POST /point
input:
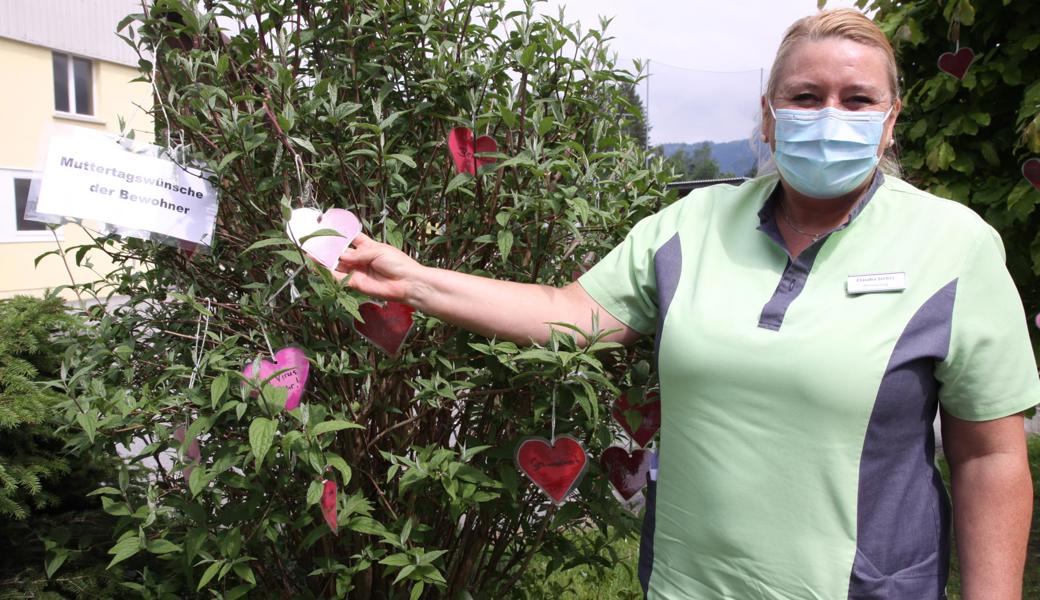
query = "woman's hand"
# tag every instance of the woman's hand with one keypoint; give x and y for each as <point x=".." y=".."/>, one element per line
<point x="379" y="269"/>
<point x="501" y="309"/>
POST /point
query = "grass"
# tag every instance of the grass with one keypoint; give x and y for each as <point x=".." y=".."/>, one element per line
<point x="583" y="582"/>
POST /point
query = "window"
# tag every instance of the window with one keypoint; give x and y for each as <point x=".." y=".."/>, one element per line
<point x="73" y="84"/>
<point x="15" y="188"/>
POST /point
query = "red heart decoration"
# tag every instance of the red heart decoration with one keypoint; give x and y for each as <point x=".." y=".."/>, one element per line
<point x="463" y="149"/>
<point x="386" y="325"/>
<point x="957" y="63"/>
<point x="627" y="472"/>
<point x="649" y="410"/>
<point x="555" y="468"/>
<point x="1031" y="171"/>
<point x="292" y="369"/>
<point x="329" y="504"/>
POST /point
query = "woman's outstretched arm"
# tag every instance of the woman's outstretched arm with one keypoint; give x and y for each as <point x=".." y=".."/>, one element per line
<point x="507" y="310"/>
= = = = = = =
The problem: Omit each picture, then return all of the listing exactly as it stands.

Reply:
POST /point
input:
query = "woman's hand"
# tag every instance of the woman's hand with one keypoint; give x and y for each as <point x=".." y=".."/>, one element per line
<point x="379" y="269"/>
<point x="501" y="309"/>
POST /point
query = "grass"
# tag every instance of the grass with one keypoint; give x and y for each as <point x=".." y=".."/>, one element per line
<point x="583" y="582"/>
POST /point
query = "window"
# tag every instance of the window with one keypoint; give x and y for each as <point x=".." y=".."/>, one element per line
<point x="73" y="84"/>
<point x="15" y="188"/>
POST /point
query = "red heart decoration"
# tag every instance of the red heart decoration with one keypoint; give x and y for each as <point x=".." y=".."/>, one element per line
<point x="463" y="149"/>
<point x="386" y="325"/>
<point x="957" y="63"/>
<point x="627" y="472"/>
<point x="649" y="410"/>
<point x="555" y="468"/>
<point x="1031" y="171"/>
<point x="292" y="369"/>
<point x="329" y="504"/>
POST /point
query = "woman's outstretched arm"
# tag every instance of the woman's outstretched arm with one keypoint; give x and y for each as <point x=".." y=".."/>, one element per line
<point x="507" y="310"/>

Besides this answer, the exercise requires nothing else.